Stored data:
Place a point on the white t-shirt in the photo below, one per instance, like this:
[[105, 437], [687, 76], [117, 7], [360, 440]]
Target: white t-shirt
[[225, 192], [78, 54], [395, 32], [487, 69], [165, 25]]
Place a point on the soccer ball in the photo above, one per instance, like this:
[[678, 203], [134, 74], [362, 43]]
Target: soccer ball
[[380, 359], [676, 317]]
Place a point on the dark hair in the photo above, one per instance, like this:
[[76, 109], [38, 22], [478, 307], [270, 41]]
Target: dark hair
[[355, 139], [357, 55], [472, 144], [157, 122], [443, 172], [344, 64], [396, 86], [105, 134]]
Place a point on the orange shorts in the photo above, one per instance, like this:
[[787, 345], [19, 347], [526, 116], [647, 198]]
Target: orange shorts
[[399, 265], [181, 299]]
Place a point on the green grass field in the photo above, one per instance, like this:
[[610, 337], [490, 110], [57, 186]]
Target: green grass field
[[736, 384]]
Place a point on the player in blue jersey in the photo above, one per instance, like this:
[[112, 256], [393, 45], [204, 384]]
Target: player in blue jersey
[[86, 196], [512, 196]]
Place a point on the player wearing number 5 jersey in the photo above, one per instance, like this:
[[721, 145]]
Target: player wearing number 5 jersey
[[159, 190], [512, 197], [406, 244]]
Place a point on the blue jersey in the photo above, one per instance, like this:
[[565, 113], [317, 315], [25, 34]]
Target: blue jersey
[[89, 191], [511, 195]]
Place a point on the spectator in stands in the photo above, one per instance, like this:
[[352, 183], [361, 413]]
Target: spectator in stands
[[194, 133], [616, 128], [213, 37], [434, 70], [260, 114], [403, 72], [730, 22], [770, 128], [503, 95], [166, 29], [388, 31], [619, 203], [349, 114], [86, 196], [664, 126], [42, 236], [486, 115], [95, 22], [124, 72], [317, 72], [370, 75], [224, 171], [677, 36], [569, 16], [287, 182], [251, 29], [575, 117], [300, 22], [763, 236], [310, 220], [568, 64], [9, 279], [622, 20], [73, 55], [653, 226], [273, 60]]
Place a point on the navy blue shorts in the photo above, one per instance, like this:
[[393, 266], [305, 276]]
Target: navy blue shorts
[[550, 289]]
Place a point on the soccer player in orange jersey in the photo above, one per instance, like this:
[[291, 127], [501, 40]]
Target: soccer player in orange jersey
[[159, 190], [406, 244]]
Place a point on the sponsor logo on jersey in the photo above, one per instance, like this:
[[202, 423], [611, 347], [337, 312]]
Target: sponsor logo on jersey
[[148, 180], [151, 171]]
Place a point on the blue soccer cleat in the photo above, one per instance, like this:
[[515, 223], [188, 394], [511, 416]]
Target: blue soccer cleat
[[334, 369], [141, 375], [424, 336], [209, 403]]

● **What is required**
Out of the data above, transcribe exactly and only the lines starting with the line that has "[[112, 256], [393, 45], [204, 384]]" and going on through the line that has "[[291, 127], [501, 40]]", both included.

● **Written reply**
[[112, 256], [393, 45], [204, 384]]
Target: player in blue jersey
[[86, 196], [512, 196]]
Place a point on the player wearing number 5 jersey in the photo above, one per instance, like this:
[[721, 145]]
Target: player wearing number 5 jersey
[[159, 190], [512, 197], [406, 244]]
Place a point on the blue jersey in the photo above, one per instance, like this:
[[565, 113], [317, 315], [25, 34]]
Target: blue jersey
[[89, 191], [511, 195]]
Place a point on the spectator in stands in the photo above, one per instance, like this:
[[352, 183], [361, 413]]
Target: spectator in stands
[[194, 133], [616, 128], [213, 37], [434, 70], [260, 114], [403, 72], [730, 22], [770, 128], [503, 95], [166, 29], [388, 31], [619, 203], [349, 114], [86, 196], [664, 126], [42, 236], [486, 115], [95, 22], [124, 72], [317, 72], [370, 75], [224, 171], [677, 36], [569, 16], [287, 182], [251, 29], [575, 117], [300, 22], [763, 236], [310, 220], [568, 64], [9, 279], [622, 20], [73, 55], [653, 226], [273, 60]]
Place a point on the navy blue shorts in the photo above, one per instance, like this:
[[393, 266], [305, 276]]
Target: navy blue shorts
[[550, 289]]
Place a point on the soccer player in orange jersey in the photo above, one per instance, like this:
[[291, 127], [501, 40]]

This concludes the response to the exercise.